WHAT NEEDS TO BE DONE
All lines from the one containing "In this screenshot, identify the white" to the end of the entries below must be output exactly, and no other lines.

RECORDS FOR THE TASK
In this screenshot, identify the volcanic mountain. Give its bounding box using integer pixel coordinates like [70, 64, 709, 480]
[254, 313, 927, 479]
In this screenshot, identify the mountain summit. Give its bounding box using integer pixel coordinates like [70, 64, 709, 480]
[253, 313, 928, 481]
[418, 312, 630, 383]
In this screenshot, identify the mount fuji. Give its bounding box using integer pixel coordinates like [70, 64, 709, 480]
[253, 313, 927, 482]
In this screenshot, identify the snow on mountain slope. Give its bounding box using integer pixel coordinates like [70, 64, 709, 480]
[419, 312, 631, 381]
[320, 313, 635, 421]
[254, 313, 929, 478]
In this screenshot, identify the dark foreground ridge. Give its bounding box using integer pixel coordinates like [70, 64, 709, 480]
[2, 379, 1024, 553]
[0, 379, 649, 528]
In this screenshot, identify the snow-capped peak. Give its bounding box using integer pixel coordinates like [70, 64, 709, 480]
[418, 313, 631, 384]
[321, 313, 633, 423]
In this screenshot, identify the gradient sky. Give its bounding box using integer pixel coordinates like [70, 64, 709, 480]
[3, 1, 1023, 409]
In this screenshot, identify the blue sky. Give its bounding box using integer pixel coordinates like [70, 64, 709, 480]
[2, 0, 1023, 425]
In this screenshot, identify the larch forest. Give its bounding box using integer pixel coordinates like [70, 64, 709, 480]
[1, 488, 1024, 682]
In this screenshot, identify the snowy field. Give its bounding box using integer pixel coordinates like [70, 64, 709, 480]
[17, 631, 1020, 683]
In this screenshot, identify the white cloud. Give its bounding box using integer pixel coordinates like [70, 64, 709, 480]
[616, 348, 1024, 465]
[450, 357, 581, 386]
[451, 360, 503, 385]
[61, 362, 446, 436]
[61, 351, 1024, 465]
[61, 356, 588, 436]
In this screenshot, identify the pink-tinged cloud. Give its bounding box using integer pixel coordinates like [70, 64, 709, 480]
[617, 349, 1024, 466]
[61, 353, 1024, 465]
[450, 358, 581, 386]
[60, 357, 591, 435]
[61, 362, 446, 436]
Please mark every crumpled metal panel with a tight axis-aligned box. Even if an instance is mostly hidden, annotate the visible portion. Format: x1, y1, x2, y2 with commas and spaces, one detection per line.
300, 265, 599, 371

PROBLEM SOLUTION
In this screenshot, identify the white cloud. Give its bounding box using integer pixel coordinates like [70, 64, 709, 480]
[616, 348, 1024, 465]
[450, 357, 581, 386]
[451, 360, 503, 385]
[61, 362, 446, 436]
[61, 351, 1024, 465]
[61, 356, 588, 436]
In this screenshot, identify the pink-tinged cloud. Give its bounding box using integer pixel coordinates like [70, 64, 709, 480]
[617, 349, 1024, 466]
[61, 353, 1024, 465]
[450, 358, 581, 386]
[60, 357, 591, 435]
[61, 362, 446, 436]
Please mark every crumpled metal panel with a tight axis-aligned box. Even if an instance is mostly hidden, annotate the visible portion. Format: x1, y1, x2, y2 with commas and spaces, one detection per line.
300, 265, 599, 371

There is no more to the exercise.